◆ **Activity**: Show all lines from the listing below that contain "green".

**** Raw data ****

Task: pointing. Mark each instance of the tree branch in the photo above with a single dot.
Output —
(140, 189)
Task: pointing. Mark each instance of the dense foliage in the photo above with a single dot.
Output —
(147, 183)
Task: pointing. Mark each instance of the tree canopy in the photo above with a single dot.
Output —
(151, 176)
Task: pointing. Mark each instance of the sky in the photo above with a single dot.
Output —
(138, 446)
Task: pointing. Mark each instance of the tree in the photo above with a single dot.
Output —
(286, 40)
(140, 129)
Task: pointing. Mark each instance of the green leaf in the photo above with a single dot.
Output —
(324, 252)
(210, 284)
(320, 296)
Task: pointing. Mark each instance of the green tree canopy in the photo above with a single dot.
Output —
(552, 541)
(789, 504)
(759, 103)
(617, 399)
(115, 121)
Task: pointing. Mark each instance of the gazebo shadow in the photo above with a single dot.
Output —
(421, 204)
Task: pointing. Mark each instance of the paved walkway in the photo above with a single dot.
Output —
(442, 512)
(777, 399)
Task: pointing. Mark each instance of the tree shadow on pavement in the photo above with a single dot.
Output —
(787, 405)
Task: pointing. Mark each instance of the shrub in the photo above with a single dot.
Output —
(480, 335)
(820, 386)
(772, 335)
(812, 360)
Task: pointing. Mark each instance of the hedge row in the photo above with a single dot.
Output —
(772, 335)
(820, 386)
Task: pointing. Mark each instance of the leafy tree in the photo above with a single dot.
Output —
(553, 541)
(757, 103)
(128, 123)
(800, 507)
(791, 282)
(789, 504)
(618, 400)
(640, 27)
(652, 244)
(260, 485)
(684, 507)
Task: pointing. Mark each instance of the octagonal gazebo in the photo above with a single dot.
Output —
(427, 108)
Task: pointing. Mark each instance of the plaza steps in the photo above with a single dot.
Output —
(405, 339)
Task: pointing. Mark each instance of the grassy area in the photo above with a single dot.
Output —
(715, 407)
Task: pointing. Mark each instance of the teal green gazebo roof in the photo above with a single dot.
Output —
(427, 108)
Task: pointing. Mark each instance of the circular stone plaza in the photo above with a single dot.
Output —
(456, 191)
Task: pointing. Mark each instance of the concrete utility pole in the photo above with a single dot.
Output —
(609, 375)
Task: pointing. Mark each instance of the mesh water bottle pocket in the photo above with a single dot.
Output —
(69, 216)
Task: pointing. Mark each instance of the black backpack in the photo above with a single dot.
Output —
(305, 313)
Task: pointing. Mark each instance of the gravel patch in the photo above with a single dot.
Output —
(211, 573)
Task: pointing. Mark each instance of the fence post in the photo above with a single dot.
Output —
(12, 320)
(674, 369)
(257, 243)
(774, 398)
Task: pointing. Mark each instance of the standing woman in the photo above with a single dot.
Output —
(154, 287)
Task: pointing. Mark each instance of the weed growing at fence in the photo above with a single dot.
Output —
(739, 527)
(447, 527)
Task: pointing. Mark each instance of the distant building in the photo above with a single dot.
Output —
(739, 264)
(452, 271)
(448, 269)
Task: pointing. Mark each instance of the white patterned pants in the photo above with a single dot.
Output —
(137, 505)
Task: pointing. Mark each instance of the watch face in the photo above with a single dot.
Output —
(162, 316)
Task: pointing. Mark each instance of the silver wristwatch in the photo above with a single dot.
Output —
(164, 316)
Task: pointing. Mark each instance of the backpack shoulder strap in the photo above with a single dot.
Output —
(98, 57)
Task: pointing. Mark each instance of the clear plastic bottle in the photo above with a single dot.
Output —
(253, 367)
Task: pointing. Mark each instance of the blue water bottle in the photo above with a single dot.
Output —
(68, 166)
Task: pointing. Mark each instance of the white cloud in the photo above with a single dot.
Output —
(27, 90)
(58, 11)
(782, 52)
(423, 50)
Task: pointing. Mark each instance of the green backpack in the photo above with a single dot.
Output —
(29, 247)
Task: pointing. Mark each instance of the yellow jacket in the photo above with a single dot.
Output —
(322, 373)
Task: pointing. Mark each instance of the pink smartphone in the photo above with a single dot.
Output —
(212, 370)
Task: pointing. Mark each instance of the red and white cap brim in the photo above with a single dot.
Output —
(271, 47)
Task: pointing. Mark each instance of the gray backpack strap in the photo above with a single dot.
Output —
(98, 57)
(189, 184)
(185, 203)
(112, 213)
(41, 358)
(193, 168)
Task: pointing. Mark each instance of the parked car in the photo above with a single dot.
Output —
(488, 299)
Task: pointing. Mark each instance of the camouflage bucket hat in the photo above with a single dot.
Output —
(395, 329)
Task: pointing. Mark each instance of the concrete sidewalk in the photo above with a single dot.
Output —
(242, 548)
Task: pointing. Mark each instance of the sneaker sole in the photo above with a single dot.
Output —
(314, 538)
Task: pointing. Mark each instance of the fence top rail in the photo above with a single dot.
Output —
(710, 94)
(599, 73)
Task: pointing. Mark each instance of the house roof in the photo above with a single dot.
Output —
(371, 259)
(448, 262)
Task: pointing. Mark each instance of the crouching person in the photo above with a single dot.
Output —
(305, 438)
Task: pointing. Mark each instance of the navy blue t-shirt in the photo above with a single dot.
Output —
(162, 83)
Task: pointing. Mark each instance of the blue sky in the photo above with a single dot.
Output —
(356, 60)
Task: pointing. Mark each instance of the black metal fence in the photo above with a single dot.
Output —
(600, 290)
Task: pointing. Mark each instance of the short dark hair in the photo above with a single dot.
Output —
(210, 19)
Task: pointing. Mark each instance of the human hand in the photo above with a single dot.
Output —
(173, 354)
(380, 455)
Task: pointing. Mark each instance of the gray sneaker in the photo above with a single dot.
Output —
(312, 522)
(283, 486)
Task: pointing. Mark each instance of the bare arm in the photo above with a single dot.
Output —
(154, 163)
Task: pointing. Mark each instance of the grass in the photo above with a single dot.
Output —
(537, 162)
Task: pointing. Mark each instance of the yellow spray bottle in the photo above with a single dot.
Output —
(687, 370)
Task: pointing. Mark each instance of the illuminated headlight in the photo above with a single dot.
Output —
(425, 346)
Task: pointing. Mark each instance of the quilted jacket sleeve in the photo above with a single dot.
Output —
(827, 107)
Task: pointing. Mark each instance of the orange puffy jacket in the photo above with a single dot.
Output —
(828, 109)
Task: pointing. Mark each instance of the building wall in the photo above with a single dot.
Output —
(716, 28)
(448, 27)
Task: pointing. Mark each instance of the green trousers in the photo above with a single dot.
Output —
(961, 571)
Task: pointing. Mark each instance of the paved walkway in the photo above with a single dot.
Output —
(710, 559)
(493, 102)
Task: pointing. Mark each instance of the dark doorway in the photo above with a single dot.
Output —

****

◆ **Answer to this exercise**:
Task: pointing. Mark each instance of the green leaf in the photo above with a single dot.
Task: pointing. Mark each instance of the green tree canopy in the photo above with a single dot.
Task: pointing. Mark each instance of the teal green gazebo roof in the photo above with a single dot.
Task: pointing. Mark each instance of the green backpack in the photo above with a single dot.
Task: pointing. Mark each instance of the green trousers in the photo above with a single dot.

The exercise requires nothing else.